#### Data provided ####

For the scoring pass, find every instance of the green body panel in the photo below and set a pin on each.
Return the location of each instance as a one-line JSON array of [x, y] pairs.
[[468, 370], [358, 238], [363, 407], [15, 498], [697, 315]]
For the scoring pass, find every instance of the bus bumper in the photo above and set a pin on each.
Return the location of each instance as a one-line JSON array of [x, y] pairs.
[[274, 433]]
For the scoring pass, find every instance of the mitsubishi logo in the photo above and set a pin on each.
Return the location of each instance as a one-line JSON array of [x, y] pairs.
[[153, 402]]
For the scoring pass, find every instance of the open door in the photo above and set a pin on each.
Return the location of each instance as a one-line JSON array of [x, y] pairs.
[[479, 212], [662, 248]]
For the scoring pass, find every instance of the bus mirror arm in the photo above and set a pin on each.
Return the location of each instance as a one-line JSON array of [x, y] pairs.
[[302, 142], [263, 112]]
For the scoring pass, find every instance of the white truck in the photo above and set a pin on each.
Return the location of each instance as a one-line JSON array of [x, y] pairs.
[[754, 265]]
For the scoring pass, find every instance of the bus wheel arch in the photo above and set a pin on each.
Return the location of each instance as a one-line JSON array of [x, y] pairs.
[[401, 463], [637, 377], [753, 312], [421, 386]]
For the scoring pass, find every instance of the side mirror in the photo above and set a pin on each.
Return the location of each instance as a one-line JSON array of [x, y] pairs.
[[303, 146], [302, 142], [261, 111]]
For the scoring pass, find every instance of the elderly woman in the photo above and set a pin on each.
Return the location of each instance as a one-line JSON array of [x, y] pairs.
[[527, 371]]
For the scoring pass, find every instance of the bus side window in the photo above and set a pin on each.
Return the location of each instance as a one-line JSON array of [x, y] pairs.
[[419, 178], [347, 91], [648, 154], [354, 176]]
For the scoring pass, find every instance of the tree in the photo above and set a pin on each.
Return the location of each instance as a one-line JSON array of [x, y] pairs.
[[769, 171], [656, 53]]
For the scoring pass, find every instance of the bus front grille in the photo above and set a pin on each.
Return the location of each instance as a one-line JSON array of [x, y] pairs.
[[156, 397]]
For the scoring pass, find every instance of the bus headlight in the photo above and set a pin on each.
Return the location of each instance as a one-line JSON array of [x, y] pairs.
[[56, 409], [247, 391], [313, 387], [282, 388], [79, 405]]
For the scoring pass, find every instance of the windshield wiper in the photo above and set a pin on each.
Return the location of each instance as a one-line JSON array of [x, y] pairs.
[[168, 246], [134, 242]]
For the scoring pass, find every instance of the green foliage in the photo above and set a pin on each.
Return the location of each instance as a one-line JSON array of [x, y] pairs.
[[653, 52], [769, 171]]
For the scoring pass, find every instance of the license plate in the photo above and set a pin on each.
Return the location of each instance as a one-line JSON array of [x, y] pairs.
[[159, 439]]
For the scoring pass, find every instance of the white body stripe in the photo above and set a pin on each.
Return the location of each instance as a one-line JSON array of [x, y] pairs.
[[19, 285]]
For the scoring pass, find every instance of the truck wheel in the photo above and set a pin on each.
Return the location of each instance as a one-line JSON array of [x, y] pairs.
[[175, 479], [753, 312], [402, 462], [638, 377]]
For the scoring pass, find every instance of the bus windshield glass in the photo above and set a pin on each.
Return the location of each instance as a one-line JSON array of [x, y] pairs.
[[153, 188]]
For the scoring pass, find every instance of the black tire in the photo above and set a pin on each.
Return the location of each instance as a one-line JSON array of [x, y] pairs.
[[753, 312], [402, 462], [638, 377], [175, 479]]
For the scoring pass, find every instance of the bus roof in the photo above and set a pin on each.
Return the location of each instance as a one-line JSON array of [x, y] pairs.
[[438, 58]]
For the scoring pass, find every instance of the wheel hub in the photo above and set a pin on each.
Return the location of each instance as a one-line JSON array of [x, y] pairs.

####

Instructions to follow
Turn the lines above into a JSON list of strings, one string per line, starting at the line that contains "For the scoring pass, find every instance of the bus windshield" and continuing through the last line. Include both of those lines and leave out any blank lines.

Worked answer
[
  "For the scoring pass, find every instance of the bus windshield glass in the photo above and set a pin on each.",
  "Return the location of each instance as a one-line JSON array of [x, y] pairs.",
  "[[153, 188]]",
  "For the scoring pass, find every instance of the black tire in the photo above and set a pin on each.",
  "Return the location of each instance as a one-line JSON array of [x, y] pairs.",
  "[[753, 312], [402, 462], [638, 377], [175, 479]]",
  "For the scoring pass, find every instance of the bus roof in the photo above and set a pin on each.",
  "Return the location of each instance as a one-line JSON array of [x, y] pairs.",
  "[[438, 58]]",
  "For the scoring pass, find every instance of the wheel hub in the photo above and set a pin on each.",
  "Return the location of each instance as a one-line JSON array of [x, y] pairs."
]